Matrimonio green?  Cominciamo dalle partecipazioni! 
 
Nonostante le svariate possibilità che il web offre, consegnare inviti a mano risulta sempre più  significativo di spedire immagini preconfezionate via mail. Soprattutto se ciò significa  rispettare l’ ambiente senza lasciare cartoncini e buste a vita nella scatola di ricordi.
 
Avete mai pensato che dai vostri biglietti potessero nascere margherite  e papaveri? L’iniziativa si chiama Se mi ami mi pianti. Il nome non è esattamente di buon auspicio per la neo-coppia ma l’intuizione di Biancosposi, azienda specializzata nel settore, è deliziosa (anche metaforicamente parlando). Le partecipazioni sono realizzate con fogli riciclati e al  loro interno hanno inserti e fascette in carta-semi, materiale che contiene impasto di fiori di campo. Il cartoncino potrà dunque essere piantato in vaso e nel giro di poche settimane spunteranno colorate primule, margherite e campanule. Prezzi? Piuttosto modici: ogni partecipazione costa 2, 80 euro.

Dati forniti:
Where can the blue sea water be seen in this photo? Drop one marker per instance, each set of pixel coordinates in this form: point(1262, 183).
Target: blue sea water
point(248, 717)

Istruzioni e requisiti: Puoi portare avanti il testo sulle partecipazioni di nozze ecologiche, ripartendo subito dopo la sua ultima frase? Per questo lavoro le righe non servono.

Risultato finale:
 
La linea verrà presto arricchita  da altri prodotti dedicati al lieto evento: album di foto, quaderni, accessori, che potranno a loro volta “sbocciare”. La grafica  è curata da Ilenia Porcu e gli articoli vengono stampati su carta crush, al 100% eco-friendly,  realizzata utilizzando scarti industriali e paglia  ottenuta da macinazione di avanzi di lavorazione. Unico additivo? Il colore. Il risultato sono fogli dalla superficie irregolare, con imperfezioni cromatiche che li rendono immediatamente riconoscibili. 
 
Ultima chicca? La carta ecologica è legata a un progetto di commercio equo e solidale per proteggere gli elefanti dello Sri Lanka. 
 
È proprio il caso di dire che se son rose fioriranno, e lo faranno solo con cura e amore quotidiani. Come ogni matrimonio.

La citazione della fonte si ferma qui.